**TASK**
Select each line below that contains the string "camera", matching case exactly, and copy those lines.

(Point labeling lines)
--- Begin ---
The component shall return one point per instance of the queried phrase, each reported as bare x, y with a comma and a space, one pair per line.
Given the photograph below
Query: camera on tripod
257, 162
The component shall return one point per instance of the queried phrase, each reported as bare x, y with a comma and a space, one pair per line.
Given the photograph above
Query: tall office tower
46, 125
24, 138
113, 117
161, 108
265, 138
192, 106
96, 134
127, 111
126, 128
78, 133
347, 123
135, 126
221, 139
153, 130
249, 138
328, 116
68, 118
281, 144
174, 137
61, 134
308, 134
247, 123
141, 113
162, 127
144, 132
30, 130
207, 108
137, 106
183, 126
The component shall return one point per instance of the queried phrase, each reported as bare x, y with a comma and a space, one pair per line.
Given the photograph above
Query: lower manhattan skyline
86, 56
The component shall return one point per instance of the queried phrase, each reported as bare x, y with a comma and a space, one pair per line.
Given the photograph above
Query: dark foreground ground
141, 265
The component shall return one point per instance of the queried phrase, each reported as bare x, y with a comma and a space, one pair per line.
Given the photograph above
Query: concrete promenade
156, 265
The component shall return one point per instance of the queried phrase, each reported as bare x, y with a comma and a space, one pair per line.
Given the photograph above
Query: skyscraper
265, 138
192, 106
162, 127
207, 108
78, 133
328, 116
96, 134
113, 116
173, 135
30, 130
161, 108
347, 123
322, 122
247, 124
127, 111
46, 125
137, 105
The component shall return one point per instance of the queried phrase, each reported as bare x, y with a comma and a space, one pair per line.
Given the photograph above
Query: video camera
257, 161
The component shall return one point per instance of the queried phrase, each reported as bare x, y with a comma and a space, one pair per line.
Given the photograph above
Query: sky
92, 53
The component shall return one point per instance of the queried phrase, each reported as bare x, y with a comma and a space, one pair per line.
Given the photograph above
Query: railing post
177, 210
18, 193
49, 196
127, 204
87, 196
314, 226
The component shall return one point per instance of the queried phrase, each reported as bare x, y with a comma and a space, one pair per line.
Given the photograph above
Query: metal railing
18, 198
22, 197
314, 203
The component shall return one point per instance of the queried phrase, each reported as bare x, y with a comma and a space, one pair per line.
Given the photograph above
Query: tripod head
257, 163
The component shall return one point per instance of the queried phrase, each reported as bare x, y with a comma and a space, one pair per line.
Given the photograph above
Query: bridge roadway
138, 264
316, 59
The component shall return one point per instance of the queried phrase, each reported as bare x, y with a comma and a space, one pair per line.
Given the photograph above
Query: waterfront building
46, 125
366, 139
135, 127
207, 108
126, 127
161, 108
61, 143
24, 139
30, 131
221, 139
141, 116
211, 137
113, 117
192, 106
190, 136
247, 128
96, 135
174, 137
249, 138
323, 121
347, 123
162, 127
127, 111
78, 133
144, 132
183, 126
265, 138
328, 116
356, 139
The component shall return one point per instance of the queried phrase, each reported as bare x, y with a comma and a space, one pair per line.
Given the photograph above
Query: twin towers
--- End ---
**ANSWER TO THE TASK**
Query: camera on tripod
Query: video camera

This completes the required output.